Great Novelists: Your Top Five

I’m not sure I got all of it. Except for Breakfast of Champions (which I don’t remember), I was a teenager when I read them. I mostly just remember enjoying them very much.

You never got Catch 22 and On the Road?

“A pain stabbed my heart, as it did every time I saw a girl I loved who was going the opposite direction in this too-big world.”

Forster (any)
Proust (In Search of Lost Time)
Pynchon (selected)
Calvino (selected)
David Mitchell (pending)

Leo Tolstoy
Charles Dickens
Thomas Hardy
Nathanial Hawthorne
Xavier Herbert

[quote=“jimipresley”]
So you never grappled with “Finnegan’s [Finnegans] Wake”? You LIGHTWEIGHT, you![/quote]

:slight_smile: funny guy. I started Joyce a few weeks ago and it seemed a good idea to go to his last, final work, and final cry. Ah, what a book, the book! Check out Readings (Hélène Cixous) for some clues of an explanation or all her students of Genetic Studies.

antwerpjamesjoycecenter.com

[quote=“Charlie Phillips”]Leo Tolstoy
Charles Dickens
Thomas Hardy
Nathanial Hawthorne
Xavier Herbert[/quote]

Tolstoy. He’s a beauty.

My favorite quote from Tolstoy (War and Peace) which I read in a book on chaos theory:

I know that most men, even those at ease with problems of the greatest complexity, can seldom admit to the simplest and most obvious truths if it oblige them to admit the falsity of conclusions they have delighted in explaining to colleagues, profoundly taught to others, and woven thread by thread, into the very fabric of their lives.

Yes, “The Magus” … What can you say about it … One of the strangest novels I’ve ever read, but totally brilliant. When I was reading it, I was thinking I wish I had read it in my late teens. [/quote]

Based on that I went and read The Magus over the summer, pretty damn good. I thought of your words after I read it, very true, it would’ve been an awesome book to read in my late teens/early twenties. That Lily, what a naughty girl.

————

**EXERCISE REQUIREMENTS:**
1. According to the forum thread, where did the poster first read their favorite Tolstoy quote?
2. Retype the stretch of the forum thread from "Pynchon (selected)" through "of Genetic Studies.".
The records that come next are separate from the forum thread.

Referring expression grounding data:
————

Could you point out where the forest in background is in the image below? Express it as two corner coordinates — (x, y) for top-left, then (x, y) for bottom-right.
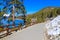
(26, 7), (60, 25)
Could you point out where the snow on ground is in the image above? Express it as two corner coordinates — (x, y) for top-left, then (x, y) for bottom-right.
(0, 23), (45, 40)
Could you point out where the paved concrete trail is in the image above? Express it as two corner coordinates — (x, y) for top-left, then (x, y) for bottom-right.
(0, 23), (45, 40)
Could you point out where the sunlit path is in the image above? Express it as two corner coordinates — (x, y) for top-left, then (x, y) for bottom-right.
(1, 23), (45, 40)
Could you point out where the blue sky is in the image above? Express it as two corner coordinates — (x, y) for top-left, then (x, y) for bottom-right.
(24, 0), (60, 14)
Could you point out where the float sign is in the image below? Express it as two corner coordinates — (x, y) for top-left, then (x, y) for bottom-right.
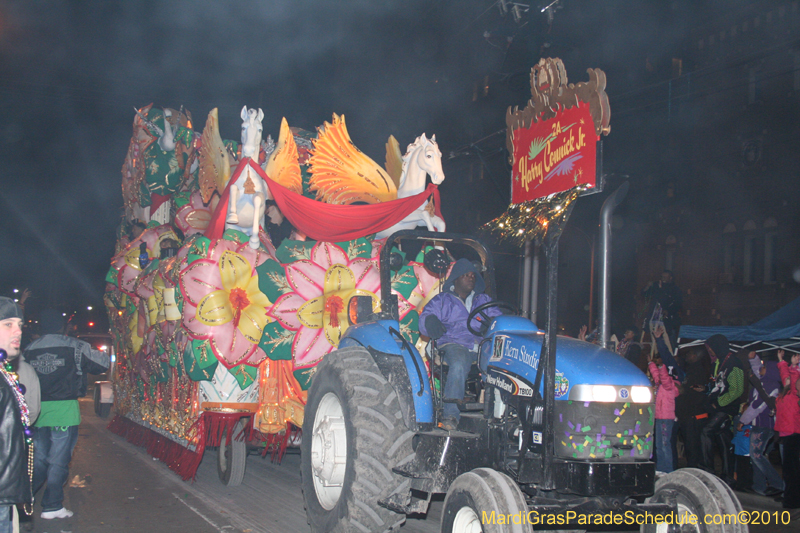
(511, 102), (598, 204)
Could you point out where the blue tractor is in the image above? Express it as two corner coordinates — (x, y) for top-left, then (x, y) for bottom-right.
(301, 231), (747, 533)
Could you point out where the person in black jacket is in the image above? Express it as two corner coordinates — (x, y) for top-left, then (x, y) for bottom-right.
(642, 270), (683, 344)
(0, 297), (33, 533)
(675, 353), (708, 468)
(25, 309), (110, 520)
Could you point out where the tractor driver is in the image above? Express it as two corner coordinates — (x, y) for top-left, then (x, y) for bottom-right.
(419, 258), (502, 431)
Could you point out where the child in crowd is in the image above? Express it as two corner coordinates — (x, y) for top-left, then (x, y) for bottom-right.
(737, 355), (783, 496)
(675, 354), (708, 468)
(648, 356), (678, 472)
(775, 350), (800, 509)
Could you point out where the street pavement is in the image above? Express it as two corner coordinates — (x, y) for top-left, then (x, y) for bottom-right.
(23, 398), (800, 533)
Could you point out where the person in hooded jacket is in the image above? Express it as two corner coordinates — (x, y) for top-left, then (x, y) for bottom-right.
(737, 356), (783, 496)
(25, 309), (111, 520)
(775, 350), (800, 509)
(419, 258), (502, 431)
(700, 334), (745, 484)
(0, 296), (33, 533)
(648, 357), (679, 473)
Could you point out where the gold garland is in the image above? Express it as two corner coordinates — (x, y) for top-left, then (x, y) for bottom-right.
(481, 185), (586, 246)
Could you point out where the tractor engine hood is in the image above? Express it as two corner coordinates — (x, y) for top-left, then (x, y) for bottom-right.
(480, 316), (650, 402)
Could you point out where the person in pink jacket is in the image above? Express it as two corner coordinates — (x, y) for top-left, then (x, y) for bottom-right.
(775, 350), (800, 509)
(648, 356), (680, 472)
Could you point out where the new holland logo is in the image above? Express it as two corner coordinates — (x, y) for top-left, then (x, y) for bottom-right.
(486, 371), (533, 398)
(29, 353), (66, 375)
(489, 336), (508, 361)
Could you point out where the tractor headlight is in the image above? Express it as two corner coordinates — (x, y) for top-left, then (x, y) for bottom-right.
(631, 387), (653, 403)
(592, 385), (617, 402)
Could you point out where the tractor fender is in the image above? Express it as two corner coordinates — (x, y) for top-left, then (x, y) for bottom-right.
(366, 346), (418, 431)
(339, 321), (434, 431)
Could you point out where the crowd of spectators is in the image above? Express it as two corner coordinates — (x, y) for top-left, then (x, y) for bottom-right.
(604, 325), (800, 509)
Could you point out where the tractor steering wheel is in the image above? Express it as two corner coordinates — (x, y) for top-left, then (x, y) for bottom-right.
(467, 300), (519, 337)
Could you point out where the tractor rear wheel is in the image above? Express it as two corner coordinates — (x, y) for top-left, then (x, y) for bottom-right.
(300, 347), (414, 532)
(642, 468), (748, 533)
(217, 418), (247, 487)
(442, 468), (533, 533)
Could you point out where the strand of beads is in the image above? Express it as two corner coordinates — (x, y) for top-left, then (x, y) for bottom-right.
(0, 348), (33, 516)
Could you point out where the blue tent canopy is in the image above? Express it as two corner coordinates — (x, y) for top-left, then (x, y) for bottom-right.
(678, 298), (800, 342)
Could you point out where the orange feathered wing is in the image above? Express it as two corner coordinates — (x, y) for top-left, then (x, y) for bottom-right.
(197, 107), (231, 204)
(265, 117), (303, 194)
(309, 114), (397, 205)
(386, 135), (403, 189)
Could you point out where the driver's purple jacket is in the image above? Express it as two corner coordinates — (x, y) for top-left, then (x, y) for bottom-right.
(419, 292), (502, 350)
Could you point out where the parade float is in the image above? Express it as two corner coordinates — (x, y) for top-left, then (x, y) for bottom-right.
(102, 105), (445, 485)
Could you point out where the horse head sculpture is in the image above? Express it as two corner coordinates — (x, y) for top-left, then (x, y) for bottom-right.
(397, 133), (444, 198)
(225, 106), (272, 249)
(375, 133), (446, 239)
(241, 106), (264, 160)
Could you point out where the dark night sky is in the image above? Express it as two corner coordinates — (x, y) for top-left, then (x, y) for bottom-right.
(0, 0), (743, 316)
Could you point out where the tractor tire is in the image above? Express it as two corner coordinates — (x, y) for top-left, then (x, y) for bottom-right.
(442, 468), (533, 533)
(641, 468), (749, 533)
(217, 419), (247, 487)
(300, 347), (414, 533)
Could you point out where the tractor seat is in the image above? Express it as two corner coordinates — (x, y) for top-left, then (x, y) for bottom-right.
(425, 342), (483, 412)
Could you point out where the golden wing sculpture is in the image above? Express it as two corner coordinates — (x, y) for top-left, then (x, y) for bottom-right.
(386, 135), (403, 189)
(309, 114), (397, 205)
(265, 117), (303, 194)
(197, 107), (231, 204)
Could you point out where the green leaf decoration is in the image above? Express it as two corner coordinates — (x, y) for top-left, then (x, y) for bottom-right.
(106, 267), (119, 288)
(256, 259), (292, 303)
(336, 237), (372, 259)
(222, 228), (250, 244)
(275, 239), (317, 264)
(189, 339), (219, 368)
(258, 320), (295, 361)
(186, 235), (211, 264)
(228, 365), (258, 390)
(392, 246), (406, 264)
(183, 340), (219, 381)
(154, 361), (169, 383)
(172, 190), (192, 211)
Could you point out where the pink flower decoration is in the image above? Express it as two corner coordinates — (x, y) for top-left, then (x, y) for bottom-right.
(269, 242), (380, 369)
(180, 239), (270, 368)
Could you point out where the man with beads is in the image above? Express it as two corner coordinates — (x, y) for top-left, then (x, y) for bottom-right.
(0, 297), (33, 533)
(25, 309), (110, 520)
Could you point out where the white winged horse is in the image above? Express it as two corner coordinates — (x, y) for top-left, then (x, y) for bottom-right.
(375, 133), (445, 239)
(225, 106), (272, 249)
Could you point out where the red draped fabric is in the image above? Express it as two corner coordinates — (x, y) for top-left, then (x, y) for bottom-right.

————

**ANSWERS IN ORDER:**
1. In a book on chaos theory.

2.
Pynchon (selected)
Calvino (selected)
David Mitchell (pending)

Leo Tolstoy
Charles Dickens
Thomas Hardy
Nathanial Hawthorne
Xavier Herbert

[quote=“jimipresley”]
So you never grappled with “Finnegan’s [Finnegans] Wake”? You LIGHTWEIGHT, you![/quote]

:slight_smile: funny guy. I started Joyce a few weeks ago and it seemed a good idea to go to his last, final work, and final cry. Ah, what a book, the book! Check out Readings (Hélène Cixous) for some clues of an explanation or all her students of Genetic Studies.